◆ Data records
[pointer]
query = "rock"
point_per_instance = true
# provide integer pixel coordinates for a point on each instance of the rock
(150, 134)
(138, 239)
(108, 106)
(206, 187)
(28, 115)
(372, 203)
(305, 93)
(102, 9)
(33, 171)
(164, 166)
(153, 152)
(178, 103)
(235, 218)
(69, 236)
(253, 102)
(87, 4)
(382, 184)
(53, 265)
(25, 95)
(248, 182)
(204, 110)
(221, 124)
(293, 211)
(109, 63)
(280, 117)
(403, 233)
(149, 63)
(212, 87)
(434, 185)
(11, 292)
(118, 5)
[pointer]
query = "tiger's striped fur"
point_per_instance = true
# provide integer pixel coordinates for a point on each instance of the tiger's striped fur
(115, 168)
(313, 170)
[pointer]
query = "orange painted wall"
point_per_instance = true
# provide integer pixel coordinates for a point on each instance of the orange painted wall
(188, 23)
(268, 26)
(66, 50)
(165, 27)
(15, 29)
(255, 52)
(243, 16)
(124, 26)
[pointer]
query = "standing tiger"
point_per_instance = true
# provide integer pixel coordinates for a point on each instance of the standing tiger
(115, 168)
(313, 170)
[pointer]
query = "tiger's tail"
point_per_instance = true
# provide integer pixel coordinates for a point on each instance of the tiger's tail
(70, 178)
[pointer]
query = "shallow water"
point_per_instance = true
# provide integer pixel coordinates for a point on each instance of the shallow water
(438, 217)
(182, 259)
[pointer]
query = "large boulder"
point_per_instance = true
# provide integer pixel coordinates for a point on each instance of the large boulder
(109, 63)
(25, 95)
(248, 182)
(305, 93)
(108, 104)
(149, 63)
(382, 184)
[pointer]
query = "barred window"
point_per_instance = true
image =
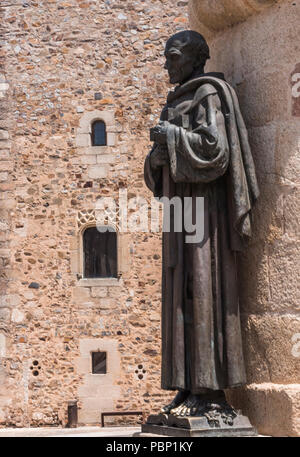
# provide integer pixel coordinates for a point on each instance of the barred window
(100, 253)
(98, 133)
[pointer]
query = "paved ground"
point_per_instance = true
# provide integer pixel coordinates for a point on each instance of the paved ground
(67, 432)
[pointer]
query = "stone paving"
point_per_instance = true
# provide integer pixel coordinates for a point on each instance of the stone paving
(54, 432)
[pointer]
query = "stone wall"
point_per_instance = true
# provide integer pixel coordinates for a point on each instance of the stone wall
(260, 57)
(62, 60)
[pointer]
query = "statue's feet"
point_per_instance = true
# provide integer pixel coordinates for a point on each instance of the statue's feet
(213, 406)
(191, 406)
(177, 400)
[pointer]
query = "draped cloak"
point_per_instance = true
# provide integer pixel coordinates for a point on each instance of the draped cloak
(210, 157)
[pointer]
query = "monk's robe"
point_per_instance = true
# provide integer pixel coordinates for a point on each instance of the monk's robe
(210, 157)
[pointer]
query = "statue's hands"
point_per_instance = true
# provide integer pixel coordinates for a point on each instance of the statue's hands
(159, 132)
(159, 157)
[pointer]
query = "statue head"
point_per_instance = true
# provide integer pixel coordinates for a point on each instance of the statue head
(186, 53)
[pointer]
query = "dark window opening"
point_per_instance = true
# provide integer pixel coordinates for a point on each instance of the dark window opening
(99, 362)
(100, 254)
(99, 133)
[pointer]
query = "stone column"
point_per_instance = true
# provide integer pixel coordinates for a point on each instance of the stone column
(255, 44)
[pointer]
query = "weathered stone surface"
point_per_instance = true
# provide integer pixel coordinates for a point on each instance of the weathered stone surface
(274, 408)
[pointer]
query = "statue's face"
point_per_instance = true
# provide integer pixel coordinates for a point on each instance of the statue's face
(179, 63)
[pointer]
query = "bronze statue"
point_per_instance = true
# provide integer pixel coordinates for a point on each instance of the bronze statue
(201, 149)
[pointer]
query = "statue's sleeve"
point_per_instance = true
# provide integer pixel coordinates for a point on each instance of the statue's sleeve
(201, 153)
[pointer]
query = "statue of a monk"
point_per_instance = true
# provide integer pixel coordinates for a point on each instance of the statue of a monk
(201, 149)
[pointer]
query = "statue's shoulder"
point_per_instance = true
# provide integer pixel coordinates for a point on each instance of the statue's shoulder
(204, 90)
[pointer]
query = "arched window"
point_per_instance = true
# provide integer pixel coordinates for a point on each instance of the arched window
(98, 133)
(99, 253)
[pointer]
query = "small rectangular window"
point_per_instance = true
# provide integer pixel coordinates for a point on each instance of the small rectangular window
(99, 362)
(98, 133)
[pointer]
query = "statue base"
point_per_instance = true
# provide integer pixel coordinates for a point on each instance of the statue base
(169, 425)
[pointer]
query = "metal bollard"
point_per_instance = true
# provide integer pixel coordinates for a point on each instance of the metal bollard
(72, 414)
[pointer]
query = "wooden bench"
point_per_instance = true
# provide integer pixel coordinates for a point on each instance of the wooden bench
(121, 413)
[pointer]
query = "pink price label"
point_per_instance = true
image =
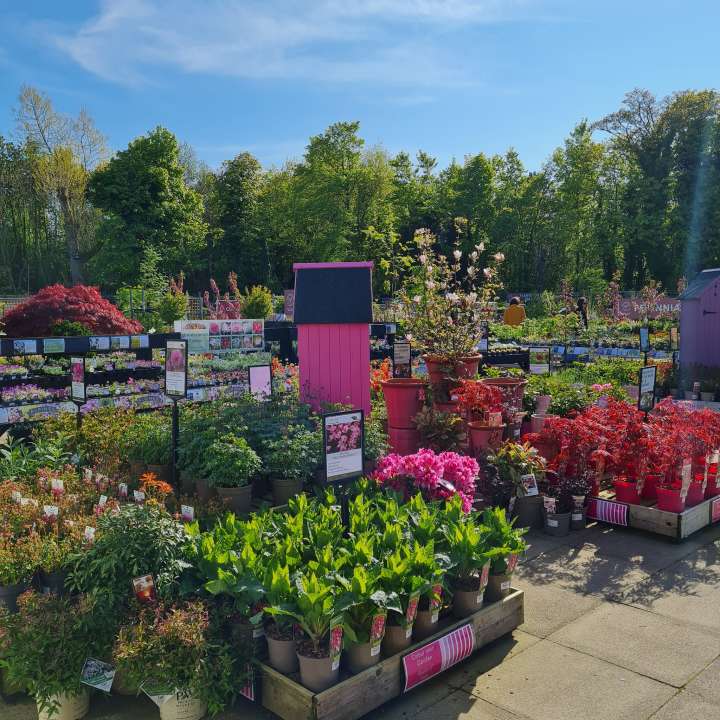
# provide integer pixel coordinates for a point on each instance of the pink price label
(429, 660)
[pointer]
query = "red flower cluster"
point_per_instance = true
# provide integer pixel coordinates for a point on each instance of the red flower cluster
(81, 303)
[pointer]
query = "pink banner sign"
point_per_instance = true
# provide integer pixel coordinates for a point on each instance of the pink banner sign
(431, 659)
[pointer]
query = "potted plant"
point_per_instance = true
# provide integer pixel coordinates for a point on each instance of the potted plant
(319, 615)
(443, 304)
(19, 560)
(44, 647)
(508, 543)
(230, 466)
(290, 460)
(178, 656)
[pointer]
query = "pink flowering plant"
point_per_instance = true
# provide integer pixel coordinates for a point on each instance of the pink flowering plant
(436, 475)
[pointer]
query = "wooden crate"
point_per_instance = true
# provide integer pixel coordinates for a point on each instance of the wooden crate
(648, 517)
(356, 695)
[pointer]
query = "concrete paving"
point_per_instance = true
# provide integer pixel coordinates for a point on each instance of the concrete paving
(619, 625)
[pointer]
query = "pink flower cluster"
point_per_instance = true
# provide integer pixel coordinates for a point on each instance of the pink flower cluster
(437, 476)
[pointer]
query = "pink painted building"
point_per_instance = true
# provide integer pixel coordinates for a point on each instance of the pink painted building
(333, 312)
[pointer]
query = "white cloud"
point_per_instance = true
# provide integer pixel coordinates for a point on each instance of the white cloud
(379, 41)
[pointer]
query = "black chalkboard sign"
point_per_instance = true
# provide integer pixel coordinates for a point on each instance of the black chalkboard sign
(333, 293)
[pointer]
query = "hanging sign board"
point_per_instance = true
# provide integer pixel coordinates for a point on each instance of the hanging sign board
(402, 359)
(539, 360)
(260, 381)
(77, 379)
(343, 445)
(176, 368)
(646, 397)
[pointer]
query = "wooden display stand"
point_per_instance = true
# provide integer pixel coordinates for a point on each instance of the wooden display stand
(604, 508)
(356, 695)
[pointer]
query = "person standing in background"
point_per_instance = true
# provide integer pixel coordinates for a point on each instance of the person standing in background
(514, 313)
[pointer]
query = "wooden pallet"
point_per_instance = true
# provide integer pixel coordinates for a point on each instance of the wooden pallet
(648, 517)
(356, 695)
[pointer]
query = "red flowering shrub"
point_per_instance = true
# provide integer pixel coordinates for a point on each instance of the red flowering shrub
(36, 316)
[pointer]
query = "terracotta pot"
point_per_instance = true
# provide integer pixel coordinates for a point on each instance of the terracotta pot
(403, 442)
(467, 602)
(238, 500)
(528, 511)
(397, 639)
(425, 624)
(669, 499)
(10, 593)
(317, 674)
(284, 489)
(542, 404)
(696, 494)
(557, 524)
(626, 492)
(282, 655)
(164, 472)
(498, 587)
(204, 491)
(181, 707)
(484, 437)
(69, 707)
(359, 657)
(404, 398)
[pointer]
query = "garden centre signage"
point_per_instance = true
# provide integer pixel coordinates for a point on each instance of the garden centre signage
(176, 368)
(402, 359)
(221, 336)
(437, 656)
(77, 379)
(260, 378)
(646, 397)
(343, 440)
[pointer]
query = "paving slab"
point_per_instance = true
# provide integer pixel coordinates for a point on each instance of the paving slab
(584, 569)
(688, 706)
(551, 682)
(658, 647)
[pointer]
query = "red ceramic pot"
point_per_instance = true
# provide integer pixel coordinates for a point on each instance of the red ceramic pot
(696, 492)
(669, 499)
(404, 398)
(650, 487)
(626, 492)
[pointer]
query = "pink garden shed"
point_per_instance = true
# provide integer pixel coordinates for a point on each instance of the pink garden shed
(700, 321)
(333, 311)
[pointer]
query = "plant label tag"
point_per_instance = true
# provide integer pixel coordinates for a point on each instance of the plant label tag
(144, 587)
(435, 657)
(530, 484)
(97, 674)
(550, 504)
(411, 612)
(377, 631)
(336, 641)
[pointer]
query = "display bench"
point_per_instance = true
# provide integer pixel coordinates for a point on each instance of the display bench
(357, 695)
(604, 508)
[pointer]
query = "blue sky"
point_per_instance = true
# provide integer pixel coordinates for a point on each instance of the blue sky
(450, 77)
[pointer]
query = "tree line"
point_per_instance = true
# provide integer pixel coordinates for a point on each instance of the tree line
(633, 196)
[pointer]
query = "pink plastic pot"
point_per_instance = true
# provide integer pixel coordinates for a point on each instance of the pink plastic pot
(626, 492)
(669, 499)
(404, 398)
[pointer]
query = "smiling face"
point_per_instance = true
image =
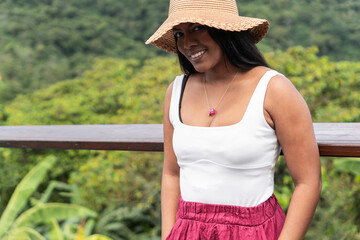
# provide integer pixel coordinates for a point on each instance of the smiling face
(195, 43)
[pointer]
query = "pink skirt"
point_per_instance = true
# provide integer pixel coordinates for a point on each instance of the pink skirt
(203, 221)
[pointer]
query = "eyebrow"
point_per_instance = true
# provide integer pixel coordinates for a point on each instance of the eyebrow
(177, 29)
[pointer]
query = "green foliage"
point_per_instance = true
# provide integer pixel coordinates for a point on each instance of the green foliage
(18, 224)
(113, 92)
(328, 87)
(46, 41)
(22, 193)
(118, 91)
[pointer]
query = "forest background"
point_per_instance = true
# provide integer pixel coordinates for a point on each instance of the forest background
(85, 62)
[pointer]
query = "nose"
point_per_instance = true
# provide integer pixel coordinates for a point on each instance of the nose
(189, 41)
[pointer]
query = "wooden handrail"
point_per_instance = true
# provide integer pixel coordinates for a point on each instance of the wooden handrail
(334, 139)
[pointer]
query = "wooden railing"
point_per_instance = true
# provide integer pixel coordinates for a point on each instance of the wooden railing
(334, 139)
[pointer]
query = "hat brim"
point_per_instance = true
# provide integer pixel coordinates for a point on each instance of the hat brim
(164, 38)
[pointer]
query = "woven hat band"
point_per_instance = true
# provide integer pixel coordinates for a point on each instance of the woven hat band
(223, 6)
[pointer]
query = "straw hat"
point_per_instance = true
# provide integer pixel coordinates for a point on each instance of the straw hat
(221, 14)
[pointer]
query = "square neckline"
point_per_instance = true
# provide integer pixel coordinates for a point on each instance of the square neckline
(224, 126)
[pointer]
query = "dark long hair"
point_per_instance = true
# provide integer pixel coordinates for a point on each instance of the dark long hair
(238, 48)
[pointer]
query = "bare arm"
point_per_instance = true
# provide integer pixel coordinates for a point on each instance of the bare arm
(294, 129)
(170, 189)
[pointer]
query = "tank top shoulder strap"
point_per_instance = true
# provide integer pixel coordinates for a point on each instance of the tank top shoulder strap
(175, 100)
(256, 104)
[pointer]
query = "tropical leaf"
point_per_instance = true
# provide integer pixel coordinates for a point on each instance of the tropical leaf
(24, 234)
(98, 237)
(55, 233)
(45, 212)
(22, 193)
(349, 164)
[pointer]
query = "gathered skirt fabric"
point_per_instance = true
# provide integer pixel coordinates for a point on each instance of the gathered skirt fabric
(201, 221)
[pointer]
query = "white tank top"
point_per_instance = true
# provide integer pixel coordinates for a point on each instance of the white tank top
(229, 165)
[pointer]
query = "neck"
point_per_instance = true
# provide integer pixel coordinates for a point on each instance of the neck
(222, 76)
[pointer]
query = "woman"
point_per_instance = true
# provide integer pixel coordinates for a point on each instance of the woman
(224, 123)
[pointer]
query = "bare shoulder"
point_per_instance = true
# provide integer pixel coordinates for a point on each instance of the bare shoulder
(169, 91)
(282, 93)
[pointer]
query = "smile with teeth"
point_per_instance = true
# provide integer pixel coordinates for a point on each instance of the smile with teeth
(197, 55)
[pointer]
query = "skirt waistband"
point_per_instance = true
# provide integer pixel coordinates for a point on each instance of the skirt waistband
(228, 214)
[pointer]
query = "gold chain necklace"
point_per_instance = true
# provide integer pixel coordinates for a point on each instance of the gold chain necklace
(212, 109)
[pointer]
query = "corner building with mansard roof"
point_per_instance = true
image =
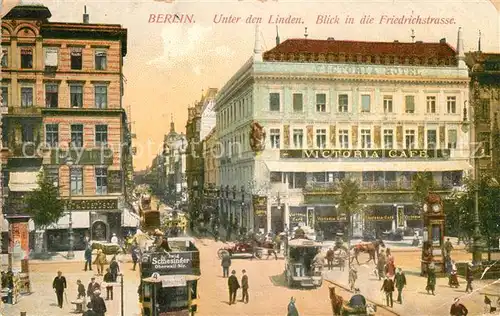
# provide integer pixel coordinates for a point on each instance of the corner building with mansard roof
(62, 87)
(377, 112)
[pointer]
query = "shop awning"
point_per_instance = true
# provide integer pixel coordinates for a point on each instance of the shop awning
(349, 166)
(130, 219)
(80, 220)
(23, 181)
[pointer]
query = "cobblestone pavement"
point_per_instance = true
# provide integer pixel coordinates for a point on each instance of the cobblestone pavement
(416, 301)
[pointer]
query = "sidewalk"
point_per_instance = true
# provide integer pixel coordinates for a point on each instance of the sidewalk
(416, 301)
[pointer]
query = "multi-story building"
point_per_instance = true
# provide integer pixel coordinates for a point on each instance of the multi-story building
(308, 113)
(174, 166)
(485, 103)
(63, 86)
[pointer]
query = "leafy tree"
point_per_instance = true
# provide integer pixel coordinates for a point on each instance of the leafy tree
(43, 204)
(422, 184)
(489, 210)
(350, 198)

◆ Task instructions
Count the lines in the entries above that contain the word "flowering", with case taken into account, and give only the resulting number.

◆ The completed task
4